[Image point grounding data]
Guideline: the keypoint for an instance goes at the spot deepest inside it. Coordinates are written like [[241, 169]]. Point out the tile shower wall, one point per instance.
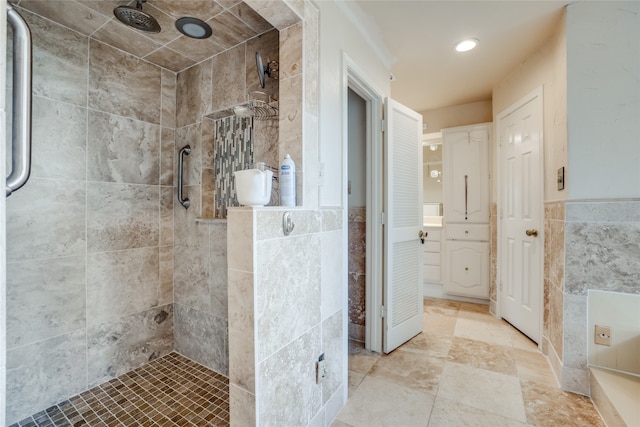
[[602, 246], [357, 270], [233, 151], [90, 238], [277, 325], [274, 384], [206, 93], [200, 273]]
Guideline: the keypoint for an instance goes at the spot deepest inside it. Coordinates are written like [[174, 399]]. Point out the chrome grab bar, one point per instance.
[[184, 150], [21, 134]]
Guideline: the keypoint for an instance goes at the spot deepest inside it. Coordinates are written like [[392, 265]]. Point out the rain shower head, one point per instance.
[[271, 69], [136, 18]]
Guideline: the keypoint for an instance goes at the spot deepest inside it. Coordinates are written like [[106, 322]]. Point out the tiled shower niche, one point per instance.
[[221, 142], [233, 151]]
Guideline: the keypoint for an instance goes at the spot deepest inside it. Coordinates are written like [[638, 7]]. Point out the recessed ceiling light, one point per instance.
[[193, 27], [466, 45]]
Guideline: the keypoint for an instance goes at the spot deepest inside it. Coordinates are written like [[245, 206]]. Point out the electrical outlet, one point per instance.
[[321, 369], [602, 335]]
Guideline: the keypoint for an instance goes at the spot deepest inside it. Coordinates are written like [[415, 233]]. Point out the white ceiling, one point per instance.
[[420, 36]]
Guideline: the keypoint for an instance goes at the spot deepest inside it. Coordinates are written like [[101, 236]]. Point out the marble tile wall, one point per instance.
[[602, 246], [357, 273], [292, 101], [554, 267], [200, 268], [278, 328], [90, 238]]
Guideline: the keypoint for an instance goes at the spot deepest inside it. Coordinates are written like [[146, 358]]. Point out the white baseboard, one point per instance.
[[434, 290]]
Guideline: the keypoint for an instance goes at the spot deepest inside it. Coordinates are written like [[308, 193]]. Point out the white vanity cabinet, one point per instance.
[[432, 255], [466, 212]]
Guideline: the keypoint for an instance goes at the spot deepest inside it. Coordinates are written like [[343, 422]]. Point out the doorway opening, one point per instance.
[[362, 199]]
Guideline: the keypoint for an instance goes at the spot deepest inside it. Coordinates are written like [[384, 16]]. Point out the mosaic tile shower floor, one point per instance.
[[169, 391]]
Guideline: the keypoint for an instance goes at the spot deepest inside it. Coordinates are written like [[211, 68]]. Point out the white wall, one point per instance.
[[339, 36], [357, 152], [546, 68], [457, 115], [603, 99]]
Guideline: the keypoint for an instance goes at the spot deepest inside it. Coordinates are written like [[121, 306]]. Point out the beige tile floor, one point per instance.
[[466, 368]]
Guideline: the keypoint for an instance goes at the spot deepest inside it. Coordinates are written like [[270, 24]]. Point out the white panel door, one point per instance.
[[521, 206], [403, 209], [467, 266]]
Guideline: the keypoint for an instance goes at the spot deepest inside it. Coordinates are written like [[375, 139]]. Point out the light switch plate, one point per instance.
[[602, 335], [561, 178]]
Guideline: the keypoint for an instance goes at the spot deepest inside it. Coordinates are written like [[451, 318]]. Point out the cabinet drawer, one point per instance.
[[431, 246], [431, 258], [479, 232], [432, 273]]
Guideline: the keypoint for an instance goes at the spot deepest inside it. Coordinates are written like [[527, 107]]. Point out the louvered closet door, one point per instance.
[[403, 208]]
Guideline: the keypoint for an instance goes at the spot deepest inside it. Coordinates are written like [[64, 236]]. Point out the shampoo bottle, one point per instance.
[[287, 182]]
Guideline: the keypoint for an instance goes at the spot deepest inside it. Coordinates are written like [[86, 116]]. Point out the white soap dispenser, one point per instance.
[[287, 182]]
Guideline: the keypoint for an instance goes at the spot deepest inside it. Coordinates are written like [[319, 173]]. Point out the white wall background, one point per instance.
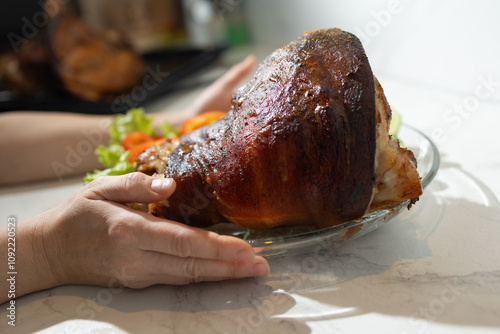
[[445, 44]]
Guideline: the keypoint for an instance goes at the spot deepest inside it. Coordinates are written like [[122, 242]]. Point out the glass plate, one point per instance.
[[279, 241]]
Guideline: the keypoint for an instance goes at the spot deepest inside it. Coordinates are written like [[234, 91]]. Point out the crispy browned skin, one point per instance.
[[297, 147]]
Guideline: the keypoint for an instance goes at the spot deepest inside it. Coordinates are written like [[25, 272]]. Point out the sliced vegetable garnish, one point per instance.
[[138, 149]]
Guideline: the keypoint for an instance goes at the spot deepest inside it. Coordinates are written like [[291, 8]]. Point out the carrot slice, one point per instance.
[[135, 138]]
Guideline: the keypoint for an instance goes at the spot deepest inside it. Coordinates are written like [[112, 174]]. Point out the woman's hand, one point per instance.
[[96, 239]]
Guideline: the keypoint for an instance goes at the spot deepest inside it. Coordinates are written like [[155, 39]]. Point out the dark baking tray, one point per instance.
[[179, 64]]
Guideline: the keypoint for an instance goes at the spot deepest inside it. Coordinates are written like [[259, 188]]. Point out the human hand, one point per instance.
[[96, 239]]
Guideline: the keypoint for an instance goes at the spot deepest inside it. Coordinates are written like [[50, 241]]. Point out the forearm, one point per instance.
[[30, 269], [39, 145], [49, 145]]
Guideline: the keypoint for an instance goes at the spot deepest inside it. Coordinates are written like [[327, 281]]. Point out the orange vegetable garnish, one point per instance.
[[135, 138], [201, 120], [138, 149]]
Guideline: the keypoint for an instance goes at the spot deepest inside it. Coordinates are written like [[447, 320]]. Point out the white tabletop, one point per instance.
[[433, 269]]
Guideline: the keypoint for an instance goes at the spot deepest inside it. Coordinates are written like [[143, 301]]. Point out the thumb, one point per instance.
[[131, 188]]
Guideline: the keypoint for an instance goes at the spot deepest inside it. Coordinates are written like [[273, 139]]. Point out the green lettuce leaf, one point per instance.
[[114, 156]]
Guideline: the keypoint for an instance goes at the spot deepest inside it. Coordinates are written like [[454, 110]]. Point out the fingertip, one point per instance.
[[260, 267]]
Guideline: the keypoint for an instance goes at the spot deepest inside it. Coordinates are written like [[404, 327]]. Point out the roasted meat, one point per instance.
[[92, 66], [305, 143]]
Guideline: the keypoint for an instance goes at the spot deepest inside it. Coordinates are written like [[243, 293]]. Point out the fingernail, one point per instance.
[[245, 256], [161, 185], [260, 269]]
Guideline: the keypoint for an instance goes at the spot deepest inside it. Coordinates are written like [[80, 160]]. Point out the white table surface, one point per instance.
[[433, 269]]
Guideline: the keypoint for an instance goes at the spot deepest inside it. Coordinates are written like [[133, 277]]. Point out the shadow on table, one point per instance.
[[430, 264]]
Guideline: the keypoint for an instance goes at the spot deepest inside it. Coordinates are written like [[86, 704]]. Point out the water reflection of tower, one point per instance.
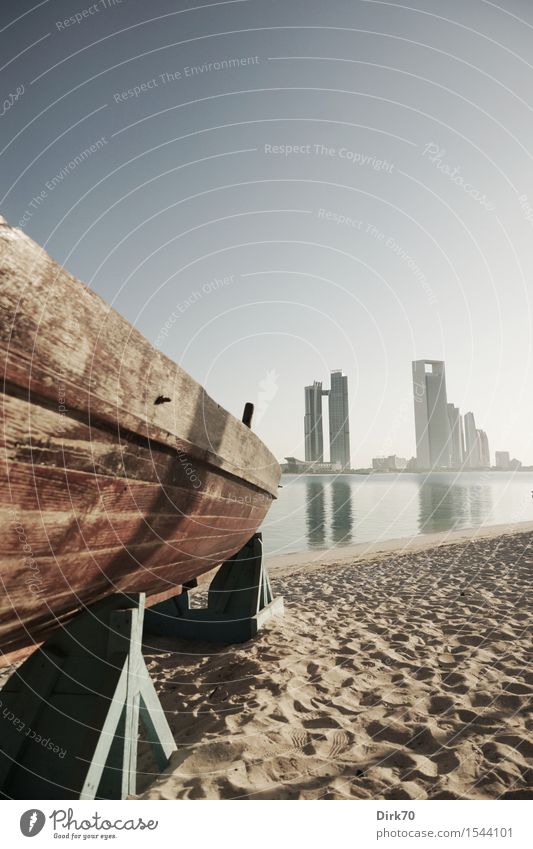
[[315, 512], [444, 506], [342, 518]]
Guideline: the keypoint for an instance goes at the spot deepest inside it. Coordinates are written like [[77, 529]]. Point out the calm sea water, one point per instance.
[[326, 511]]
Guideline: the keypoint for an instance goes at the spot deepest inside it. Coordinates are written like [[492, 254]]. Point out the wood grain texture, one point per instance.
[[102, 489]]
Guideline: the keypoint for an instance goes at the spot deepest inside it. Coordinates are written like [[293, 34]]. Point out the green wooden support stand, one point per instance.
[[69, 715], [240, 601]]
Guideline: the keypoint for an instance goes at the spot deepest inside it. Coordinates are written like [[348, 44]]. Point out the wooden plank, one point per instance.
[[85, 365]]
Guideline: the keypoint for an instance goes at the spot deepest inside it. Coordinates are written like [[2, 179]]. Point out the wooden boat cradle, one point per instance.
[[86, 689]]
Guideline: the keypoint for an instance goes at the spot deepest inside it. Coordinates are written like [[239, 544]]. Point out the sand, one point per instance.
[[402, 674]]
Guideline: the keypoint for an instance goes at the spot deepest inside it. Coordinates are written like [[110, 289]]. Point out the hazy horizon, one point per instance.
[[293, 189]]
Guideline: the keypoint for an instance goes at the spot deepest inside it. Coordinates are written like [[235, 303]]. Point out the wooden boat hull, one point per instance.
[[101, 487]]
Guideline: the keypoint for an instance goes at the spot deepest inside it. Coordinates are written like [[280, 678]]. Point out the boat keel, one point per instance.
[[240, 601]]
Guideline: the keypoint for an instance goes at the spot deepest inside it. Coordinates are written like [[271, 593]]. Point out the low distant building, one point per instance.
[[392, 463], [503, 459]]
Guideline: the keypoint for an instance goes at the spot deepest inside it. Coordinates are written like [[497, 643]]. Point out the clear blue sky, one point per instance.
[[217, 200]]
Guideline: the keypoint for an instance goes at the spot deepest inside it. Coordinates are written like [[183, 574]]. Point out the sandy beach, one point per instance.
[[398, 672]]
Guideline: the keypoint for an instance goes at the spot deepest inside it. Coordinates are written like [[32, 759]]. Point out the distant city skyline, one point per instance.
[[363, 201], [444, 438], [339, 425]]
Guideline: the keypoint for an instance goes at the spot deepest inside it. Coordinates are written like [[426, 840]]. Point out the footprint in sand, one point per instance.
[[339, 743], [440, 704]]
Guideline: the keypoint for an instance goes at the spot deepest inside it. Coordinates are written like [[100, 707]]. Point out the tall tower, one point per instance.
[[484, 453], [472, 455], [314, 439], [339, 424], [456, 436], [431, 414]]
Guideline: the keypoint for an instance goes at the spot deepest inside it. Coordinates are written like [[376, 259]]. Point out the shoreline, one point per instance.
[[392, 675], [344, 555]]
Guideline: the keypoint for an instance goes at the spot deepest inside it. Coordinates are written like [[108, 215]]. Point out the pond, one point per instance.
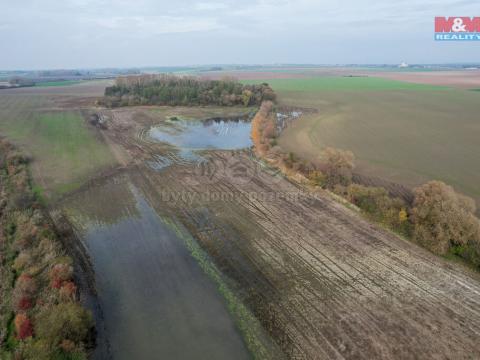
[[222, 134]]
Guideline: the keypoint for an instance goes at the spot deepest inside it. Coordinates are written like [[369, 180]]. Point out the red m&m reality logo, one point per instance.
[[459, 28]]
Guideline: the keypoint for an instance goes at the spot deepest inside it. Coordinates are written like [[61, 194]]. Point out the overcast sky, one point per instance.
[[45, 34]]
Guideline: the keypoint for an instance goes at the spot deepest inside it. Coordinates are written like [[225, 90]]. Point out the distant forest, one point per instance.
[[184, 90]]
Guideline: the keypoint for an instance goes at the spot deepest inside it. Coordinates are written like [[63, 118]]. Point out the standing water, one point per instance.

• [Directions]
Counting the line with "tall tower, one point per instance." and the last line of the data above, transcribe those two lines and every line between them exactly, without the pictures.

• [Answer box]
Guideline: the keypoint for an instance goes at the spot deepest inside it. Coordinates are written like [[100, 707]]. Point out the tall tower, one point per instance.
[[484, 453], [472, 455], [314, 439], [339, 424], [456, 436], [431, 414]]
Guideline: the keypoint for an instance goes at the spot deepest inside it. Coordinates are written like [[376, 259]]. Point out the shoreline, one point per instance.
[[392, 675], [344, 555]]
Guideline: the keypoint for an instance goes at the spot deepest inside it. Coordinates are written like [[108, 215]]. Point out the pond, one point per instance.
[[222, 134]]
Guideline: the keypoint for an instance goes at the spot deepest inside it. Coordinates are written like [[369, 180]]. Point out the red m&m reality logo, one point per instance.
[[459, 28]]
Guideline: the keypoint for an instance goes at the spot deepest inside it. Coordinates are written like [[61, 194]]. Point out the overcast sky, one point per instance.
[[45, 34]]
Guideline: the keypoint for an instance goes at the spot deepest inside it. Coordinates are written like [[225, 90]]. Point out the distant forest, one point per instance.
[[184, 90]]
Guideline: the keypoint for an instance goes at the spot deepest inside it. Coordinates are written like [[63, 118]]. Point out the standing water, one point per instance.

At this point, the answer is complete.